■ BRANO ESTRATTO ■
________________________________________
C’è il sospetto che Will abbia provato a difendersi, e le ferite sulle mani di Dylan potrebbero confermarlo. Ma esiste anche l’ipotesi opposta: che Dylan se le sia autoinflitte, per simulare una colluttazione e costruire la tesi della legittima difesa. Fuggendo, Will riesce a raggiungere il patio esterno, ma lì si accascia. È stato visto da alcuni passanti, coperto di sangue, ancora cosciente. Uno di loro, John Ivins, sente le grida e accorre con la sua famiglia. Davanti a quella scena agghiacciante, chiama subito i soccorsi.

Nel frattempo, Dylan rientra in casa e completa l’assalto, colpendo Will ancora una volta mentre giace a terra.

Dylan, freddamente, torna in auto dalla nonna e confessa: “L’ho ucciso. Era legittima difesa”.

Indagini, bugie e segnali ignorati

Subito arrestato, Dylan fornisce spiegazioni deliranti: “Voleva bere il mio liquido spinale”, “Siete scimmie o mutaforma?”. I suoi comportamenti indicano chiaramente una psicosi in corso. Ma i dati raccolti dalla polizia raccontano altro.

Le ricerche effettuate online poche ore prima dell’omicidio — “arteria giugulare”, “vene e arterie”, “raccogli ciò che semini” — suggeriscono una pianificazione. L’omicidio, secondo l’accusa, non è stato il frutto di un momento di follia pura, ma una scelta deliberata.
________________________________________
■ RIGHE FORNITE ■
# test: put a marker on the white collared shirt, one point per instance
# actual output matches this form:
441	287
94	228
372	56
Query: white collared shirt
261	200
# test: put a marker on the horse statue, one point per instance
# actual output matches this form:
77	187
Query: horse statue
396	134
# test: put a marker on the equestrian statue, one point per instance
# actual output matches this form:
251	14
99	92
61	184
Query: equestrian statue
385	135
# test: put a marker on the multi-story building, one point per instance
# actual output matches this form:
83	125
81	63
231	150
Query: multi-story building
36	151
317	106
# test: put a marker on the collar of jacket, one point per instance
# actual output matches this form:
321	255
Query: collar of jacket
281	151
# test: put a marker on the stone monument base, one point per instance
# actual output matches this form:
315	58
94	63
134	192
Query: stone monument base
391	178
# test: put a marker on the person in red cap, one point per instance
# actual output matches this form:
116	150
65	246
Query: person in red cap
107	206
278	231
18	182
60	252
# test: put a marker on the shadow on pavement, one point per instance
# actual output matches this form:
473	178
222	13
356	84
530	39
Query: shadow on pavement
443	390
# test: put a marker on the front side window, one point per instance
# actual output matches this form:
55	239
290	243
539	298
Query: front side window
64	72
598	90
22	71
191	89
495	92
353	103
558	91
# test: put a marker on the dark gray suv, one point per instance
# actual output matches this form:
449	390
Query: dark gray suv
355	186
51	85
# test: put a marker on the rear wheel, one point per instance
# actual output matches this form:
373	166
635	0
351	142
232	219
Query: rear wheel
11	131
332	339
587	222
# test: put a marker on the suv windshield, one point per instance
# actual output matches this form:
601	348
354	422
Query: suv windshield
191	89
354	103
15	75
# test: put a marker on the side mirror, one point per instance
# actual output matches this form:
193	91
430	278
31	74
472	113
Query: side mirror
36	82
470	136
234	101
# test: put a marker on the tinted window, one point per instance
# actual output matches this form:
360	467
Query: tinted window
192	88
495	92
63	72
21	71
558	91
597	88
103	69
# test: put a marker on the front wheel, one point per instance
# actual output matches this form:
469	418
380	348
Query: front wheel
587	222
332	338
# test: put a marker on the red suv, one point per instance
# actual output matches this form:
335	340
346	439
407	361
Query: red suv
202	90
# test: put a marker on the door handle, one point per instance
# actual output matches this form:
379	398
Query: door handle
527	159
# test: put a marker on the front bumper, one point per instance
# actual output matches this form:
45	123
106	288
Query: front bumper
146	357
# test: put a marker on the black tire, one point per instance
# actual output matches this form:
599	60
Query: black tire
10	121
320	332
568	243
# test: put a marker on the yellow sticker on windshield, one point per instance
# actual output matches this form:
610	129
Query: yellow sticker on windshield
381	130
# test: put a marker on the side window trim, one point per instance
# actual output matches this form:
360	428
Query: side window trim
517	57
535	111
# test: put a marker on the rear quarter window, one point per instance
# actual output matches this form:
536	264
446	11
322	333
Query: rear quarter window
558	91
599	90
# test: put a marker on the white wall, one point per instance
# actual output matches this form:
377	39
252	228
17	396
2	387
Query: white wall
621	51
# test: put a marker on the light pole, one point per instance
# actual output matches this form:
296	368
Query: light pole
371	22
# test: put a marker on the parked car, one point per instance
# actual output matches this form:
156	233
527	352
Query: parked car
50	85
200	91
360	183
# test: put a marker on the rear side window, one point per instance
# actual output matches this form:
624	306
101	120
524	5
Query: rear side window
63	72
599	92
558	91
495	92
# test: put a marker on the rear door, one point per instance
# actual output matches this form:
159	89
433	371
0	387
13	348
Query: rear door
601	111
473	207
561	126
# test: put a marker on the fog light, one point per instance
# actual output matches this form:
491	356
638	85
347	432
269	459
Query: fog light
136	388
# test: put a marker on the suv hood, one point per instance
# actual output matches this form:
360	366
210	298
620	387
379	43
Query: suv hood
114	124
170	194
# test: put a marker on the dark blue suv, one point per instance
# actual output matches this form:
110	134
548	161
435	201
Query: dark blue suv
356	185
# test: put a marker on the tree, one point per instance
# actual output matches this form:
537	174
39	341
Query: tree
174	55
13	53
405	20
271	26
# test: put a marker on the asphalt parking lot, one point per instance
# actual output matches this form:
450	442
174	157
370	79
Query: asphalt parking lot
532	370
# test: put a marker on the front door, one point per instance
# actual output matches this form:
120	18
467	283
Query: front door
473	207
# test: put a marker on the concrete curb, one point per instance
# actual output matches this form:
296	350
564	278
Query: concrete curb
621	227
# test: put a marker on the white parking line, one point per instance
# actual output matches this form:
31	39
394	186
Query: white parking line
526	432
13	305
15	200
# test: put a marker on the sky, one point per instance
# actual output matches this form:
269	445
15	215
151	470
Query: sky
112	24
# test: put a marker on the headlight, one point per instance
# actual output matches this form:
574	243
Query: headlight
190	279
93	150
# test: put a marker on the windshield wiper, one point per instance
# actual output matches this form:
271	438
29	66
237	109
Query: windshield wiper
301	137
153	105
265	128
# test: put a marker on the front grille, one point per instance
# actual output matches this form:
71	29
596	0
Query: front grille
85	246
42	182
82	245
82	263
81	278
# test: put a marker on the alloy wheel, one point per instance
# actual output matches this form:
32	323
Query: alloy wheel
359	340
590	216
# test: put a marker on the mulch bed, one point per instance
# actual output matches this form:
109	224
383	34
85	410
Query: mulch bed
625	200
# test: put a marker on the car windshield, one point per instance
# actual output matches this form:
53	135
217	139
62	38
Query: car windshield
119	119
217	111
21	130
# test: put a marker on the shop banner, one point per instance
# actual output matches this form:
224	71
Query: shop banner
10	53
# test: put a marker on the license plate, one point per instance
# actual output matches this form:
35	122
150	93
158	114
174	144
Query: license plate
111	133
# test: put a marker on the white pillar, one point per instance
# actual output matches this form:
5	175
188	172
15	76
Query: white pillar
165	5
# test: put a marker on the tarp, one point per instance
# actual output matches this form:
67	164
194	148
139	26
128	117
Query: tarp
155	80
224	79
________________________________________
■ DOMANDE DI STUDIO ■
1/ Copia dal brano sull'omicidio di Will il pezzo che va da "Dylan, freddamente, torna" a "polizia raccontano altro.".
2/ Prosegui il brano sull'omicidio di Will dal punto in cui si ferma.
Le righe non hanno niente a che fare con il brano sull'omicidio di Will.

■ RISULTATI IN ORDINE ■
1/
Dylan, freddamente, torna in auto dalla nonna e confessa: “L’ho ucciso. Era legittima difesa”.

Indagini, bugie e segnali ignorati

Subito arrestato, Dylan fornisce spiegazioni deliranti: “Voleva bere il mio liquido spinale”, “Siete scimmie o mutaforma?”. I suoi comportamenti indicano chiaramente una psicosi in corso. Ma i dati raccolti dalla polizia raccontano altro.

2/
Il processo: tra psicosi e premeditazione

A novembre 2024 si apre il processo. Dylan non sostiene più la tesi della legittima difesa, ma quella del disturbo mentale. Il suo avvocato parla di schizofrenia e psicosi, confermate anche da uno psichiatra forense. Eppure l’accusa è decisa: il gesto è stato consapevole, spinto da rancore e invidia.

Will, nel frattempo, aveva confidato a Ella un episodio inquietante: Dylan gli aveva detto, in tono serio, “Mi chiedo cosa si provi a ucciderti”. Spaventato, Will si era chiuso in camera, mentre Dylan tentava di forzare la porta.

Durante la lettura del verdetto, Dylan Thomas, collegato in video dall’ospedale, rimane impassibile. Nessuna reazione, nessuna parola. Il 24 gennaio 2025, la giudice Karen Steyn pronuncia la condanna: colpevole di omicidio, ergastolo, con un minimo di 19 anni da scontare prima di poter chiedere la libertà condizionale.

Una morte evitabile: la responsabilità collettiva

La vicenda di Dylan e Will non è solo un tragico fatto di cronaca. È il ritratto di una società che troppo spesso ignora i segnali del disagio mentale, soprattutto nei giovani. Nessuno — né amici, né parenti, né istituzioni — ha colto la gravità della situazione. E Will, ragazzo pieno di vita, è diventato vittima di un sistema che ha lasciato solo anche Dylan.

Giovani e salute mentale: un’allerta globale

Secondo l’OMS, 1 adolescente su 7 nel mondo soffre di un disturbo mentale diagnosticabile. Ansia, depressione, isolamento, autolesionismo e ideazioni suicide sono in costante aumento. Il suicidio è oggi la quarta causa di morte tra i 15 e i 19 anni.

Eppure, il 90% dei giovani con disturbi mentali nei Paesi a basso reddito non riceve cure. In Europa, la situazione non è molto migliore. Tra i giovani in affidamento, il 75% ha vissuto traumi gravi, e molti di loro sviluppano disturbi psicologici cronici.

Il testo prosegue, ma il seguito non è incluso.